L'Amie prodigieuse [Elena FERRANTE] ou comment galérer à terminer un bouquin unaninement acclamé

 

Je me suis dit "Aller, ma vieille, sors de tes sentiers littéraires battus et rebattus. Explore autre chose que ce que tu lis depuis 15 piges". 
Alors nous y voici. 
L'amie prodigieuse semble avoir fait un carton dans le monde littéraire (mais qui est-elle? QUI est Elena Ferrante? etc. etc.). Ohhh trouvaille chez Boulinier, ton bouquiniste adoré. 2,50€ en moins et hop un livre de plus! Je le ressors quelques semaines plus tard, pleine de bonnes intentions et pas assez d'appréhension.

MAIS C'EST MOI QUI AIE UN PROBLÈME OU QUOI? J'ai du mal avec les classiques (et j'en ai parlé longuement ici) et récemment j'ai eu du mal à terminer les gros succès "Réparer les vivants" (et j'en ai parlé ) ou à apprécier à sa juste valeur "Les fiancés de l'hiver" (celui-là c'est ici). 
Et... rebelote! J'entame, pleine de bonne volonté et sûre de moi la super saga (et attendez, j'ai acheté les tomes 2 et 3 siouplait!) et pffff.... mais j'ai tellement, tellement galéré à terminer le bouquin. 
J'ai lu un Tatiana de Rosnay entre les chapitres 20 et 21 (oooh c'est ) et j'ai entamé un Nicholas Sparks (shame on me, mais c'est tellement bon) trois ou quatre chapitres plus tard. A l'image d'une ado démotivée qui doit faire une dissert' mais qui digresse sur les réseaux sociaux plutôt que de bosser...

Données fournies:
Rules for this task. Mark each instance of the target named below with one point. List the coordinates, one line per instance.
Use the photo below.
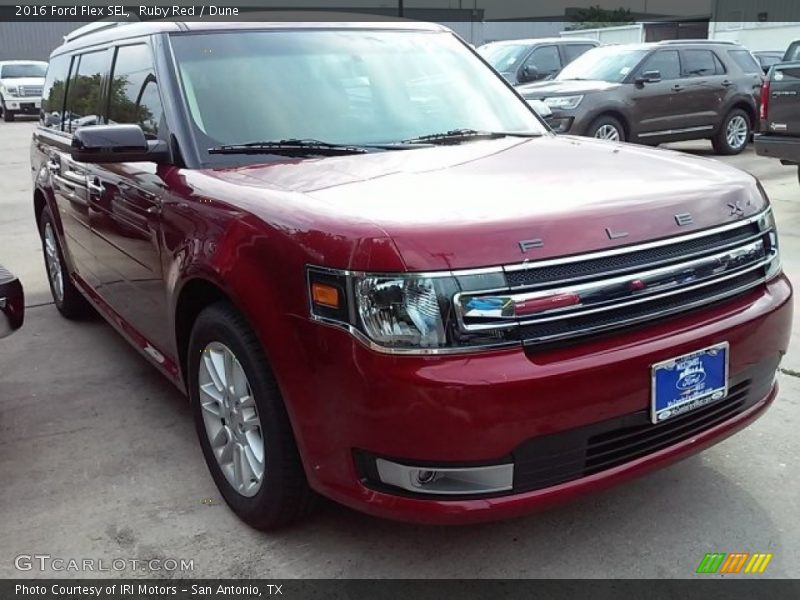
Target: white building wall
(756, 36)
(624, 34)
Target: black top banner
(602, 11)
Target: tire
(68, 300)
(733, 134)
(606, 127)
(280, 495)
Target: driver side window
(665, 62)
(545, 60)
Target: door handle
(96, 187)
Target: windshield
(24, 70)
(342, 87)
(504, 57)
(607, 63)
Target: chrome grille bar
(713, 267)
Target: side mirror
(649, 77)
(116, 143)
(529, 73)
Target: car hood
(471, 205)
(567, 87)
(23, 81)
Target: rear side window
(54, 92)
(134, 96)
(701, 63)
(573, 51)
(745, 61)
(85, 90)
(665, 62)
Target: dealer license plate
(685, 383)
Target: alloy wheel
(231, 419)
(607, 132)
(53, 260)
(736, 132)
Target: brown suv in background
(657, 92)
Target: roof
(23, 62)
(104, 32)
(550, 40)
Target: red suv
(378, 276)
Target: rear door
(704, 89)
(68, 177)
(125, 204)
(657, 108)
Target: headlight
(563, 102)
(403, 313)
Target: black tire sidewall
(220, 323)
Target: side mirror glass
(529, 73)
(116, 143)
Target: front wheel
(242, 423)
(68, 300)
(606, 128)
(734, 133)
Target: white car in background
(21, 83)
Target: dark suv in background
(525, 61)
(657, 92)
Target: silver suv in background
(525, 61)
(21, 83)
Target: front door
(125, 208)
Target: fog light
(447, 480)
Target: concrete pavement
(99, 459)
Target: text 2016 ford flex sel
(379, 276)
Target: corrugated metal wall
(32, 41)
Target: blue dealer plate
(682, 384)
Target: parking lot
(99, 460)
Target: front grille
(625, 262)
(566, 299)
(29, 91)
(557, 458)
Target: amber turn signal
(326, 295)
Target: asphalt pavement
(99, 460)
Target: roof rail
(100, 25)
(698, 41)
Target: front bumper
(349, 402)
(28, 106)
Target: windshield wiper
(290, 147)
(456, 136)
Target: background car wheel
(734, 133)
(607, 128)
(242, 423)
(68, 300)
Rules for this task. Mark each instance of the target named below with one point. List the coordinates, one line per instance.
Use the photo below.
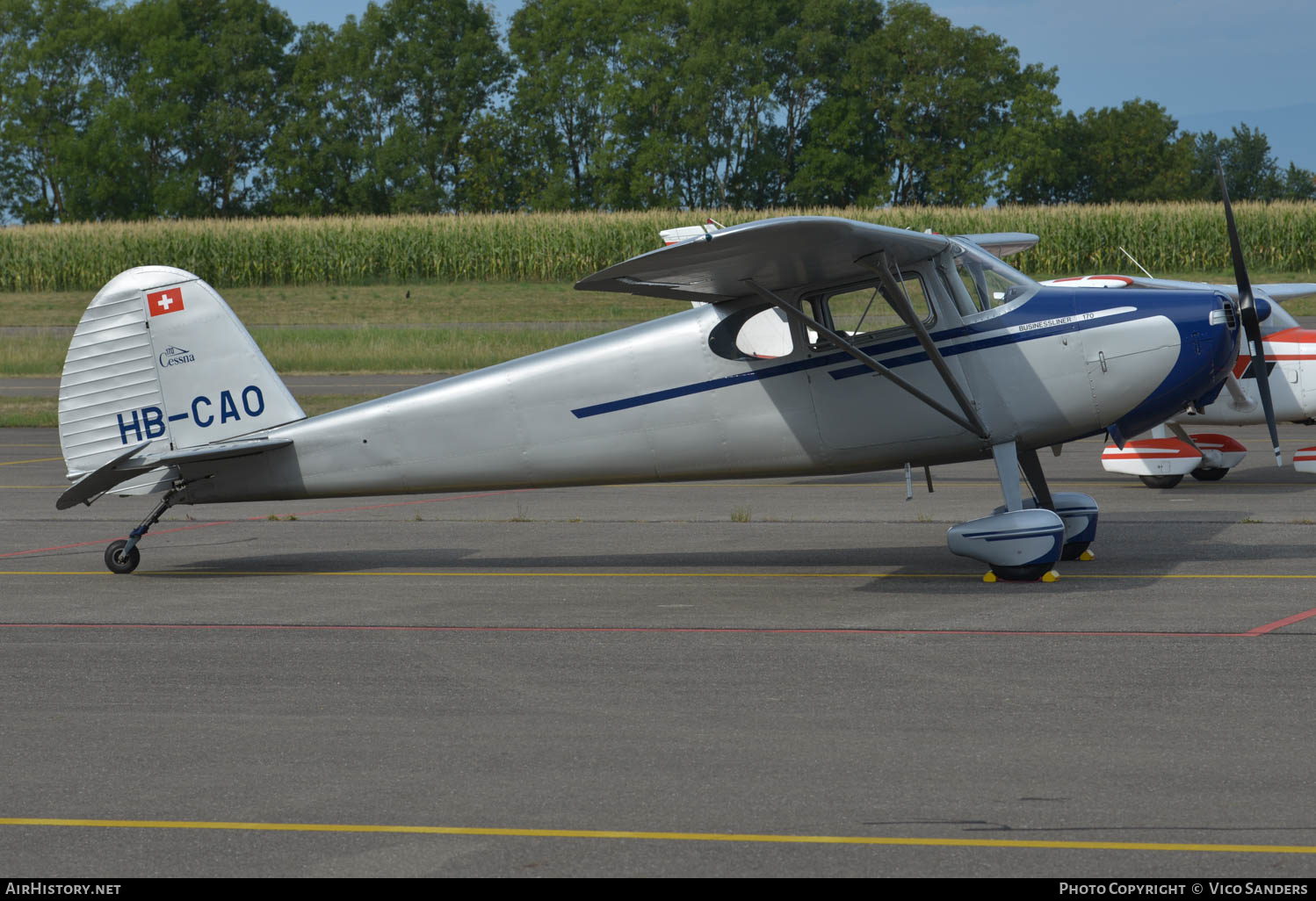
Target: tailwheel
(119, 560)
(1161, 481)
(1038, 571)
(121, 555)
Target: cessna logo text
(177, 357)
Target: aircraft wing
(778, 254)
(1279, 291)
(1003, 243)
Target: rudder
(160, 359)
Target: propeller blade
(1250, 324)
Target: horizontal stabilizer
(131, 463)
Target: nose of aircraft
(1208, 329)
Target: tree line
(224, 108)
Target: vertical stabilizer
(160, 359)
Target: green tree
(566, 53)
(322, 156)
(436, 66)
(1132, 153)
(52, 89)
(1250, 169)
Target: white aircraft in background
(1173, 451)
(164, 393)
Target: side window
(858, 311)
(757, 332)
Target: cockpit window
(862, 309)
(988, 280)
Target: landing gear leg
(123, 557)
(1077, 510)
(1019, 541)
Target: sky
(1211, 63)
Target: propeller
(1250, 322)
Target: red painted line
(972, 633)
(257, 518)
(1281, 623)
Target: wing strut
(900, 303)
(846, 346)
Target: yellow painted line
(953, 483)
(661, 837)
(40, 459)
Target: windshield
(988, 280)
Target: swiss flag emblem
(164, 301)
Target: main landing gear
(121, 555)
(1023, 539)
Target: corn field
(1173, 237)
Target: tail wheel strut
(121, 555)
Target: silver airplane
(893, 349)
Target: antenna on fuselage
(1136, 263)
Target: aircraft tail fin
(163, 364)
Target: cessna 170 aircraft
(163, 390)
(1171, 452)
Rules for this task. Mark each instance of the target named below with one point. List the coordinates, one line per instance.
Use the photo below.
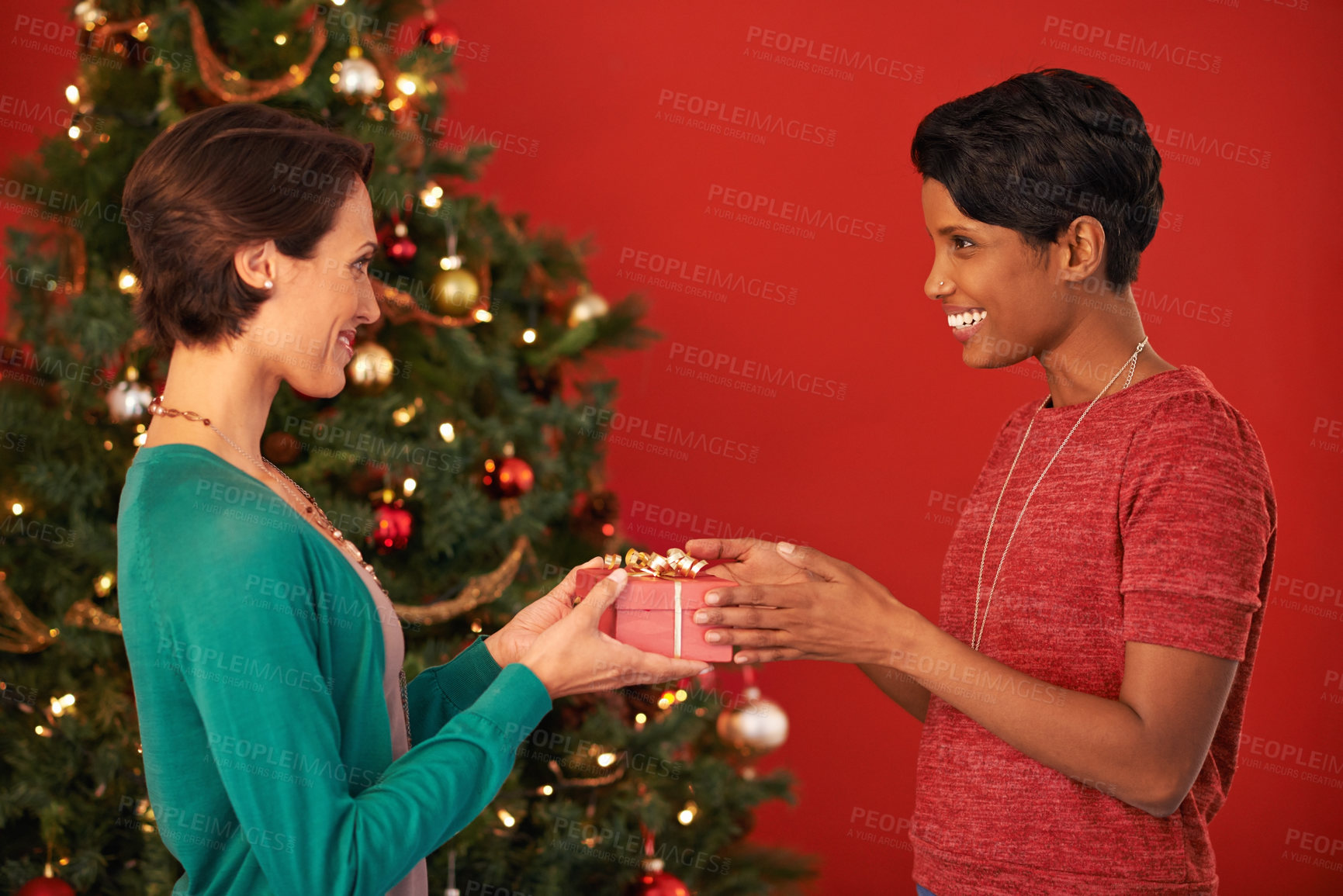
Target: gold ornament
(371, 368)
(356, 77)
(455, 292)
(586, 308)
(86, 614)
(758, 725)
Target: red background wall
(1236, 284)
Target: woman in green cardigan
(277, 727)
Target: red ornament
(439, 34)
(402, 250)
(654, 881)
(396, 244)
(509, 477)
(46, 887)
(391, 527)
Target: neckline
(1047, 413)
(309, 524)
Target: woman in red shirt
(1102, 597)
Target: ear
(255, 264)
(1080, 250)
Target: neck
(1098, 347)
(220, 386)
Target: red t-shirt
(1157, 524)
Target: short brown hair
(215, 182)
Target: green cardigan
(257, 659)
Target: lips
(347, 340)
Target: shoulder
(1188, 410)
(187, 508)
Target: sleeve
(343, 842)
(1197, 514)
(439, 694)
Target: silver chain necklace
(156, 406)
(977, 628)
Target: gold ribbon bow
(649, 565)
(676, 565)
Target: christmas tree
(461, 453)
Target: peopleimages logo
(763, 209)
(707, 275)
(1095, 40)
(825, 58)
(723, 113)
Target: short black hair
(214, 182)
(1044, 148)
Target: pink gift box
(645, 615)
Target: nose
(369, 308)
(936, 285)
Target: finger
(763, 595)
(740, 617)
(604, 594)
(751, 637)
(723, 548)
(814, 560)
(768, 655)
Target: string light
(433, 198)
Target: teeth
(966, 319)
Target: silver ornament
(358, 77)
(128, 400)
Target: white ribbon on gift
(676, 607)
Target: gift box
(657, 614)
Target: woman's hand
(797, 604)
(511, 642)
(573, 656)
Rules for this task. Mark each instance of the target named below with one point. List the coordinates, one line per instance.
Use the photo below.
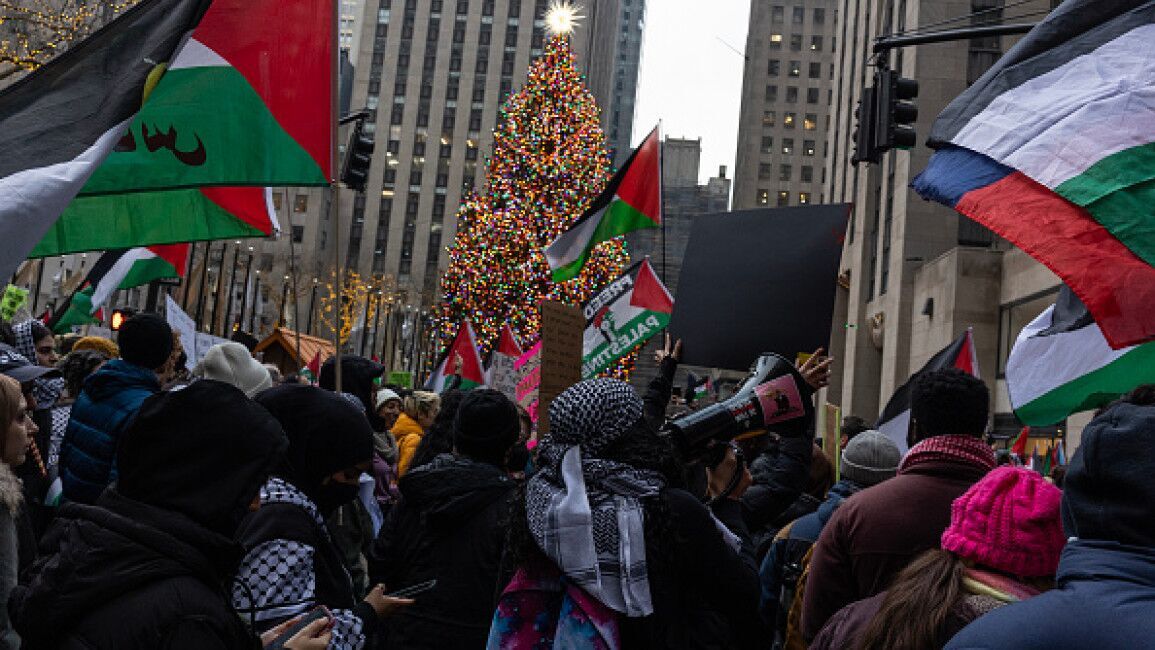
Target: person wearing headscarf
(653, 566)
(291, 563)
(451, 527)
(148, 566)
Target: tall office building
(785, 102)
(915, 274)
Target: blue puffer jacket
(1105, 599)
(111, 397)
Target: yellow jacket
(409, 435)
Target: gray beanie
(870, 457)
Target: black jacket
(125, 575)
(451, 527)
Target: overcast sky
(691, 77)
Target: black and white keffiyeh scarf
(586, 512)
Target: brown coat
(877, 532)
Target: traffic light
(864, 129)
(896, 113)
(119, 316)
(358, 158)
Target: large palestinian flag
(631, 201)
(118, 269)
(1060, 364)
(895, 417)
(1053, 149)
(621, 316)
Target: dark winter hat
(202, 451)
(486, 424)
(1108, 493)
(870, 457)
(146, 341)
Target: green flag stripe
(618, 218)
(1090, 390)
(184, 137)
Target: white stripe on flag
(35, 199)
(1055, 126)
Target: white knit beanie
(232, 364)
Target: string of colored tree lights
(549, 163)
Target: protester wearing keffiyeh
(586, 512)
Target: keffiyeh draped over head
(46, 390)
(586, 512)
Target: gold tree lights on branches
(549, 163)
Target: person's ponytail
(915, 611)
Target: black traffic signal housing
(358, 158)
(895, 111)
(864, 129)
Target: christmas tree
(549, 163)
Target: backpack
(542, 609)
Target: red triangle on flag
(649, 293)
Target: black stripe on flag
(898, 409)
(59, 111)
(1073, 29)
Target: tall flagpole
(334, 191)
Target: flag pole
(334, 191)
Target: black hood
(1109, 488)
(326, 434)
(203, 451)
(451, 490)
(97, 553)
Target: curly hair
(76, 366)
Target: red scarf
(965, 449)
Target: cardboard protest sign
(758, 281)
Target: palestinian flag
(1053, 149)
(461, 359)
(59, 122)
(631, 201)
(1062, 364)
(624, 315)
(118, 269)
(895, 417)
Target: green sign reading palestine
(621, 316)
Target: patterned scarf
(46, 391)
(585, 512)
(962, 449)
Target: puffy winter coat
(1104, 599)
(451, 527)
(128, 575)
(111, 397)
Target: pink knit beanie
(1008, 521)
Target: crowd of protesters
(144, 506)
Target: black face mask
(328, 498)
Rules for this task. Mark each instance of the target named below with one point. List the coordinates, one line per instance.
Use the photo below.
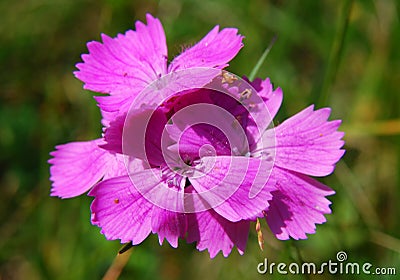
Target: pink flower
(188, 151)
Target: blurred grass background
(341, 54)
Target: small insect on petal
(246, 94)
(227, 77)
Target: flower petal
(297, 205)
(169, 225)
(308, 143)
(121, 211)
(216, 49)
(77, 166)
(237, 188)
(213, 232)
(272, 98)
(137, 135)
(127, 63)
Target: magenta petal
(77, 166)
(169, 225)
(127, 63)
(308, 143)
(121, 211)
(216, 49)
(213, 232)
(272, 98)
(297, 205)
(237, 188)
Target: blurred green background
(341, 54)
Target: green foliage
(341, 54)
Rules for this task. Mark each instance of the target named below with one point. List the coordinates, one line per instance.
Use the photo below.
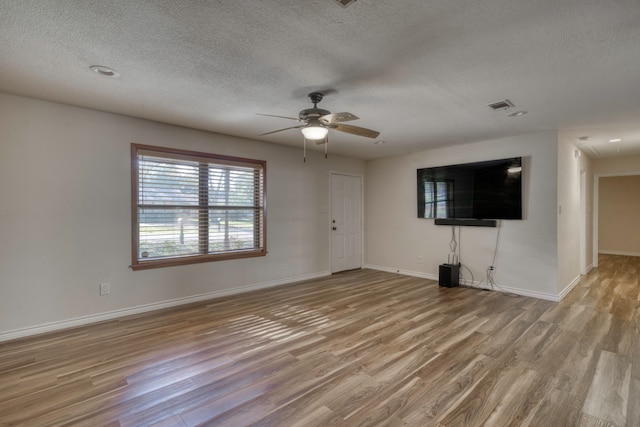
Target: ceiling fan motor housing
(312, 113)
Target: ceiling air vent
(345, 3)
(505, 104)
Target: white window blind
(195, 207)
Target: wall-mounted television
(481, 190)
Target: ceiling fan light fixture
(314, 132)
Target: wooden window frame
(204, 159)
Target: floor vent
(505, 104)
(345, 3)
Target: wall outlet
(105, 288)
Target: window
(190, 207)
(438, 199)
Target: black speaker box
(449, 275)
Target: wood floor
(358, 348)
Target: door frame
(329, 224)
(596, 195)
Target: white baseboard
(624, 253)
(115, 314)
(501, 288)
(401, 271)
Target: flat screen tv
(481, 190)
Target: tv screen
(480, 190)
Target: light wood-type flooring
(357, 348)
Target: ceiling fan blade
(338, 117)
(356, 130)
(280, 130)
(282, 117)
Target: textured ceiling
(420, 72)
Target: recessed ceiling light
(517, 114)
(105, 71)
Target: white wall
(527, 251)
(65, 216)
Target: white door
(346, 222)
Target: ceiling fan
(316, 123)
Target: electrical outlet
(105, 289)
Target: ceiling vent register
(345, 3)
(505, 104)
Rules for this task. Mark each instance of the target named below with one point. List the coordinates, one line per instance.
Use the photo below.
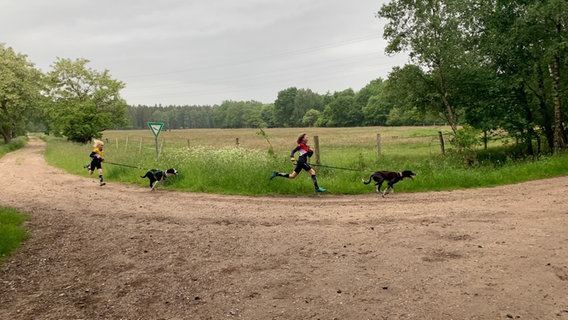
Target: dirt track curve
(123, 252)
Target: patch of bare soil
(123, 252)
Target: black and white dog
(390, 177)
(158, 176)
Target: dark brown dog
(390, 177)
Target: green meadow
(240, 161)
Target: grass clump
(11, 231)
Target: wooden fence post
(161, 148)
(378, 146)
(316, 147)
(441, 136)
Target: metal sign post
(156, 127)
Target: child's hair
(97, 143)
(301, 138)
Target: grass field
(239, 161)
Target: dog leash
(124, 165)
(333, 167)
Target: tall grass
(212, 162)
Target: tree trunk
(444, 96)
(555, 73)
(543, 107)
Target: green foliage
(11, 231)
(14, 144)
(20, 85)
(84, 102)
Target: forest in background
(493, 66)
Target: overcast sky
(203, 52)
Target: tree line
(493, 65)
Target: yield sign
(156, 127)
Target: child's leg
(101, 176)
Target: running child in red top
(304, 152)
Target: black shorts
(302, 165)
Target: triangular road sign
(156, 127)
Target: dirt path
(123, 252)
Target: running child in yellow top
(96, 160)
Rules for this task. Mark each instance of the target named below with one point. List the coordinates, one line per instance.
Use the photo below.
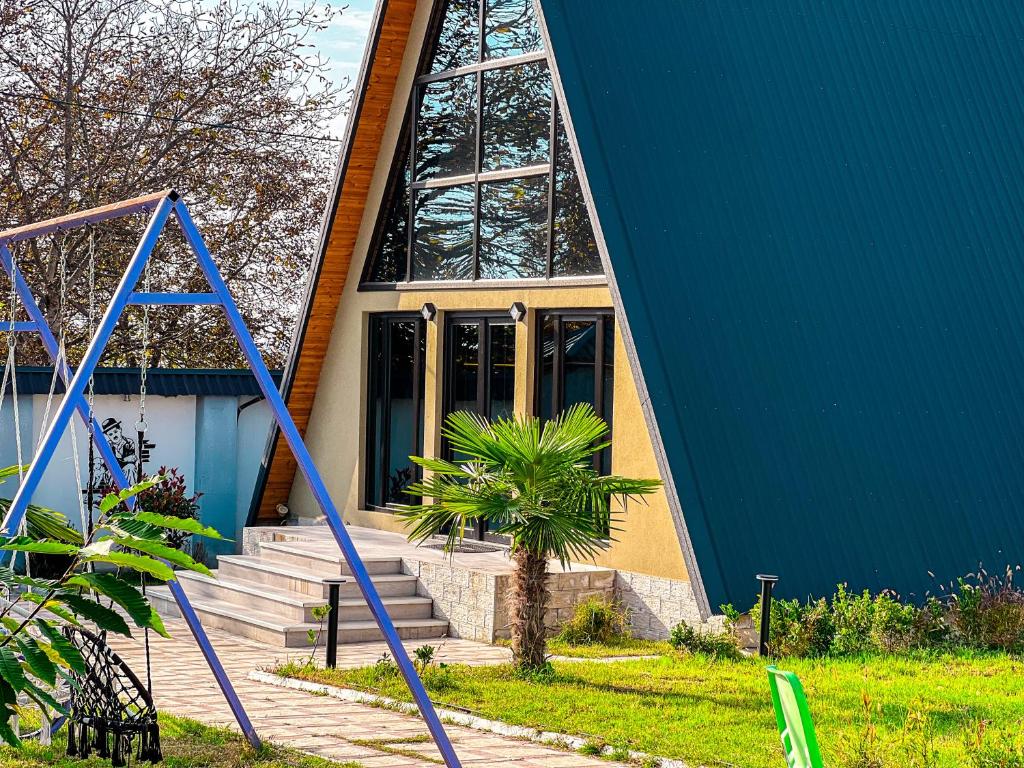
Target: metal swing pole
(308, 468)
(38, 325)
(74, 398)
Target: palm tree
(536, 485)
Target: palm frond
(535, 484)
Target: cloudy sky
(343, 42)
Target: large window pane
(392, 238)
(510, 29)
(513, 228)
(576, 364)
(458, 42)
(578, 367)
(465, 367)
(442, 247)
(574, 249)
(501, 389)
(445, 128)
(394, 429)
(516, 116)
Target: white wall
(171, 430)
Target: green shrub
(797, 629)
(384, 669)
(892, 624)
(987, 612)
(852, 620)
(713, 644)
(931, 627)
(595, 621)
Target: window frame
(371, 483)
(408, 141)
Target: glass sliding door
(576, 364)
(480, 366)
(479, 370)
(394, 426)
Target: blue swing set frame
(163, 205)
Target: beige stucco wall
(647, 542)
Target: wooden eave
(375, 91)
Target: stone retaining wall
(655, 604)
(476, 603)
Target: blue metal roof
(160, 381)
(815, 216)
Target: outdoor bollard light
(334, 593)
(767, 584)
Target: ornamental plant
(169, 496)
(34, 651)
(534, 483)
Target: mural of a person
(124, 449)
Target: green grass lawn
(625, 647)
(185, 744)
(719, 713)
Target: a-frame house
(775, 244)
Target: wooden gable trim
(375, 92)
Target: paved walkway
(318, 725)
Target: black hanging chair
(110, 706)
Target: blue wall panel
(815, 215)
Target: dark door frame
(378, 455)
(600, 317)
(482, 320)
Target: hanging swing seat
(111, 709)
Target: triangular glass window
(390, 247)
(483, 185)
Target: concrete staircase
(269, 597)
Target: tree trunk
(529, 601)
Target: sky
(343, 42)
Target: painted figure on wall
(127, 452)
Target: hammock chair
(109, 707)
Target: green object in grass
(794, 719)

Travail demandé:
**a.** Relevez tous les auteurs cités nommément dans l'extrait.
**b.** Comptez les lignes des enregistrements contenant la chaîne "keffiyeh". Indiquez seulement ce nombre.

Résultats par tâche:
**a.**
- Elena Ferrante
- Tatiana de Rosnay
- Nicholas Sparks

**b.** 3